**SUPPLIED RECORDS**:

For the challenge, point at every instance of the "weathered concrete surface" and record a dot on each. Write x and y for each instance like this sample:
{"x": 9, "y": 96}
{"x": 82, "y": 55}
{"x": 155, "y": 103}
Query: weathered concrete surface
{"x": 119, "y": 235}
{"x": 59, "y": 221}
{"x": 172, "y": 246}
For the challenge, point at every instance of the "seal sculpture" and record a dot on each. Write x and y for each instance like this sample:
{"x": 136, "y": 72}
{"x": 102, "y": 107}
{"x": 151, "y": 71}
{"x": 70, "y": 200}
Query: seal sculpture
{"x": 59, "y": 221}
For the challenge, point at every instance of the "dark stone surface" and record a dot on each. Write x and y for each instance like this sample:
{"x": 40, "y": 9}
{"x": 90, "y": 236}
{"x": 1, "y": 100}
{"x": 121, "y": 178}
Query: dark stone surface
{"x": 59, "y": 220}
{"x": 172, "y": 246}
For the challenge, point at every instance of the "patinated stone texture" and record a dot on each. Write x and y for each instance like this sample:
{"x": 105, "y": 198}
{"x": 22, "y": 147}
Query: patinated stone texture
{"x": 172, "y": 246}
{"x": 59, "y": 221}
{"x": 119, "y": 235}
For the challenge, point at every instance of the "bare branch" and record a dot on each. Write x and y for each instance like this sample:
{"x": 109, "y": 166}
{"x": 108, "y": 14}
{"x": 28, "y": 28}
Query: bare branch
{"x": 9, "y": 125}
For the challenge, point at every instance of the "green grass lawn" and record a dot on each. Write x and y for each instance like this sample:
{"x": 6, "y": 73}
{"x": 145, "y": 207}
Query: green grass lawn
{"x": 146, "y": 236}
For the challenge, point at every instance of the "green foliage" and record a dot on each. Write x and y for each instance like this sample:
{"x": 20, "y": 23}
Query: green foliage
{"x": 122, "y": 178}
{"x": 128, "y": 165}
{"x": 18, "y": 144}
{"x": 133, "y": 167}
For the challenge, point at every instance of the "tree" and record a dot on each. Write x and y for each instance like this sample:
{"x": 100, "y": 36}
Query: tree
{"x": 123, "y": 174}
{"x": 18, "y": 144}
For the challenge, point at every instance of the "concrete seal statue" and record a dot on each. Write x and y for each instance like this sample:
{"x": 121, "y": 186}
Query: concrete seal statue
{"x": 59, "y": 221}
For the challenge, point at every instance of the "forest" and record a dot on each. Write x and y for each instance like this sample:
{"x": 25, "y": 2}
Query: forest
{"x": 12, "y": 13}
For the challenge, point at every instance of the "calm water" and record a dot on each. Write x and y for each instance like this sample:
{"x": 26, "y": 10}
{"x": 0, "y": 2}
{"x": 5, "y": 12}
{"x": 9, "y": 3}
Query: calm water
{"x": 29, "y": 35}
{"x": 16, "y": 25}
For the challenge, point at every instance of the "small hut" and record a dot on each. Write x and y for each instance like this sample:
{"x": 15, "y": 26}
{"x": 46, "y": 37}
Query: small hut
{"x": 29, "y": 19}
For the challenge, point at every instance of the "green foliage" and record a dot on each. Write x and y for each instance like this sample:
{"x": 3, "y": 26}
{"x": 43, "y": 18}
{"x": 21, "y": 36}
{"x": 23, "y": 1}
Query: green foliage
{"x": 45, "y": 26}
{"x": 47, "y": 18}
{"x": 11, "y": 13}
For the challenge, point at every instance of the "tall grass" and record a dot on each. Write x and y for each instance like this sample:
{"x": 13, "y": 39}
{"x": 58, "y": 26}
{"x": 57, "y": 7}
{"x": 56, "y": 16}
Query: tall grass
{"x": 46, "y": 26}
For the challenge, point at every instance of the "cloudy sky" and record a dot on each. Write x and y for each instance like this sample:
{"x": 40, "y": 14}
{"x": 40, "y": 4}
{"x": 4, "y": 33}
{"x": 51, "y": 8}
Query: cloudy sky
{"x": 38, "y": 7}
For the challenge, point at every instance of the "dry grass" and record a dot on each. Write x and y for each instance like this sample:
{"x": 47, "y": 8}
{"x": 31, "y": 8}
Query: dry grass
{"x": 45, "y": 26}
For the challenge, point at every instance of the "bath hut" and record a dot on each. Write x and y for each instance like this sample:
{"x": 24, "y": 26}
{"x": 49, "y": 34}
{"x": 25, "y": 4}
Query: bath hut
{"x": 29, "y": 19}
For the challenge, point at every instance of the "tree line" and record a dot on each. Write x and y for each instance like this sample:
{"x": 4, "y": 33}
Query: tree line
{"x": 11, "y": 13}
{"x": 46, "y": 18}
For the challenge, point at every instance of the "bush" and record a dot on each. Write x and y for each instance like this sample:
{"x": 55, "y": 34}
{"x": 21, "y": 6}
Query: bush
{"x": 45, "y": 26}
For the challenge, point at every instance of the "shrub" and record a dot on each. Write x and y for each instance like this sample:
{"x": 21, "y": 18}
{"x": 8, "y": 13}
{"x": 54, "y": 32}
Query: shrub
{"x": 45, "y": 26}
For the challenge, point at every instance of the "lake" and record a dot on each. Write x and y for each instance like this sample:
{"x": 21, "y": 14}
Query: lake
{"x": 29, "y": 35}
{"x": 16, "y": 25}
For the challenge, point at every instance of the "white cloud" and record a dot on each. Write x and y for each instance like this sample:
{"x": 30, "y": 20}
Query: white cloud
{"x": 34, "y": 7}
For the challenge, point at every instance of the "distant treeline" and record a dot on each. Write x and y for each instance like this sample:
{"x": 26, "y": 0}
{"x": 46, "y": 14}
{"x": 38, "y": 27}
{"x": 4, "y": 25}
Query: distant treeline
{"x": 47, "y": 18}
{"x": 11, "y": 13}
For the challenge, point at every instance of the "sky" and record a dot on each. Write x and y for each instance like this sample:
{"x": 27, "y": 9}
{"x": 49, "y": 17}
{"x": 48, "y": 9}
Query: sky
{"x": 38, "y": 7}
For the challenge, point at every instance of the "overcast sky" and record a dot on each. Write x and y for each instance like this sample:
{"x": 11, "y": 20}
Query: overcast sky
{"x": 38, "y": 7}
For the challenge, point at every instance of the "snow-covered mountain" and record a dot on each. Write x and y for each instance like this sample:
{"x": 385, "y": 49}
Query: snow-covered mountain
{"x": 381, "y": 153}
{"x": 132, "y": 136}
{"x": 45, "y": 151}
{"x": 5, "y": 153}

**YOUR OBJECTIVE**: All of the data needs to be reproduced exactly, with no line missing.

**THE RESULT**:
For the challenge, point at every instance of the "weathered concrete surface" and record a dot on each. Write x and y for each instance like this sample:
{"x": 9, "y": 96}
{"x": 82, "y": 55}
{"x": 155, "y": 103}
Query: weathered concrete surface
{"x": 119, "y": 235}
{"x": 59, "y": 221}
{"x": 172, "y": 246}
For the challenge, point at every instance of the "seal sculpture" and record a dot on each. Write x and y for each instance like this sample:
{"x": 136, "y": 72}
{"x": 102, "y": 107}
{"x": 151, "y": 71}
{"x": 70, "y": 200}
Query: seal sculpture
{"x": 59, "y": 221}
For the challenge, point at every instance of the "dark stone surface" and record a dot on each. Write x and y for each instance like this sample:
{"x": 40, "y": 9}
{"x": 90, "y": 236}
{"x": 1, "y": 100}
{"x": 121, "y": 178}
Query: dark stone surface
{"x": 59, "y": 220}
{"x": 172, "y": 246}
For the challenge, point at every instance of the "patinated stone texture" and record a dot on each. Write x and y for each instance like this sample:
{"x": 105, "y": 198}
{"x": 22, "y": 147}
Query: patinated stone texture
{"x": 172, "y": 246}
{"x": 59, "y": 221}
{"x": 119, "y": 235}
For the challenge, point at every instance of the "bare branch" and record a dot on each. Write x and y for each instance like this sample:
{"x": 109, "y": 166}
{"x": 108, "y": 14}
{"x": 28, "y": 28}
Query: bare branch
{"x": 9, "y": 125}
For the challenge, point at every instance of the "green grass lawn" and record a dot on each. Write x and y for each instance like this sample:
{"x": 6, "y": 73}
{"x": 145, "y": 207}
Query: green grass lawn
{"x": 146, "y": 236}
For the challenge, point at every instance of the "green foliage" and record a dot on each. Write x and y for each instance like this sample:
{"x": 20, "y": 23}
Query: green foliage
{"x": 122, "y": 178}
{"x": 128, "y": 165}
{"x": 18, "y": 144}
{"x": 133, "y": 167}
For the challenge, point at every instance of the "tree" and record a dot on each. Write x and y for each instance like this sample:
{"x": 100, "y": 36}
Query: tree
{"x": 123, "y": 174}
{"x": 18, "y": 144}
For the challenge, point at every instance of the "concrete seal statue" and record a dot on each. Write x and y for each instance like this sample:
{"x": 121, "y": 186}
Query: concrete seal statue
{"x": 59, "y": 221}
For the challenge, point at every instance of the "forest" and record a dot on each. Write x and y for each instance like this sample:
{"x": 25, "y": 2}
Query: forest
{"x": 12, "y": 13}
For the challenge, point at every instance of the "calm water" and record a dot on each. Write x and y for each instance like this sample:
{"x": 26, "y": 10}
{"x": 0, "y": 2}
{"x": 5, "y": 12}
{"x": 9, "y": 3}
Query: calm water
{"x": 29, "y": 35}
{"x": 16, "y": 25}
For the challenge, point at every instance of the "small hut" and record a dot on each. Write x and y for each instance like this sample:
{"x": 15, "y": 26}
{"x": 46, "y": 37}
Query: small hut
{"x": 29, "y": 19}
For the challenge, point at every instance of the "green foliage" and record a dot on each. Write x and y for each instance like this sample:
{"x": 3, "y": 26}
{"x": 43, "y": 18}
{"x": 21, "y": 36}
{"x": 23, "y": 1}
Query: green foliage
{"x": 45, "y": 26}
{"x": 47, "y": 18}
{"x": 11, "y": 13}
For the challenge, point at every instance of the "tall grass" and record a dot on each. Write x and y for each instance like this sample:
{"x": 13, "y": 39}
{"x": 58, "y": 26}
{"x": 57, "y": 7}
{"x": 56, "y": 16}
Query: tall grass
{"x": 46, "y": 26}
For the challenge, point at every instance of the "cloudy sky" and record a dot on each. Write x and y for each instance like this sample:
{"x": 40, "y": 14}
{"x": 40, "y": 4}
{"x": 4, "y": 33}
{"x": 51, "y": 8}
Query: cloudy sky
{"x": 38, "y": 7}
For the challenge, point at every instance of the "dry grass" and record a dot on each. Write x and y for each instance like this sample:
{"x": 47, "y": 8}
{"x": 31, "y": 8}
Query: dry grass
{"x": 45, "y": 26}
For the challenge, point at every instance of the "bath hut" and record a dot on each. Write x and y for each instance like this sample:
{"x": 24, "y": 26}
{"x": 49, "y": 34}
{"x": 25, "y": 4}
Query: bath hut
{"x": 29, "y": 19}
For the challenge, point at every instance of the "tree line" and record a dot on each. Write x and y for each instance like this sample:
{"x": 4, "y": 33}
Query: tree line
{"x": 11, "y": 13}
{"x": 46, "y": 18}
For the challenge, point at every instance of the "bush" and record a dot on each. Write x and y for each instance like this sample:
{"x": 55, "y": 34}
{"x": 21, "y": 6}
Query: bush
{"x": 45, "y": 26}
For the challenge, point at every instance of the "shrub" and record a dot on each. Write x and y for each instance like this sample:
{"x": 21, "y": 18}
{"x": 8, "y": 13}
{"x": 54, "y": 32}
Query: shrub
{"x": 45, "y": 26}
For the challenge, point at every instance of the "lake" and record a dot on each. Write x and y for each instance like this sample:
{"x": 21, "y": 14}
Query: lake
{"x": 29, "y": 35}
{"x": 16, "y": 25}
For the challenge, point at every instance of the "white cloud" and record a dot on each. Write x and y for each instance like this sample:
{"x": 30, "y": 20}
Query: white cloud
{"x": 34, "y": 7}
For the challenge, point at every instance of the "distant treeline" and record a dot on each. Write x and y for each instance like this sample:
{"x": 26, "y": 0}
{"x": 46, "y": 14}
{"x": 38, "y": 27}
{"x": 4, "y": 25}
Query: distant treeline
{"x": 47, "y": 18}
{"x": 11, "y": 13}
For the challenge, point at every instance of the "sky" and record a dot on each. Write x and y for each instance like this sample:
{"x": 27, "y": 9}
{"x": 49, "y": 17}
{"x": 48, "y": 9}
Query: sky
{"x": 38, "y": 7}
For the challenge, point at every instance of the "overcast sky" and record a dot on each. Write x and y for each instance like this sample:
{"x": 11, "y": 20}
Query: overcast sky
{"x": 38, "y": 7}
For the challenge, point at every instance of the "snow-covered mountain" and record a dot on each. Write x and y for each instance like this sample:
{"x": 385, "y": 49}
Query: snow-covered mountain
{"x": 381, "y": 153}
{"x": 132, "y": 136}
{"x": 45, "y": 151}
{"x": 5, "y": 153}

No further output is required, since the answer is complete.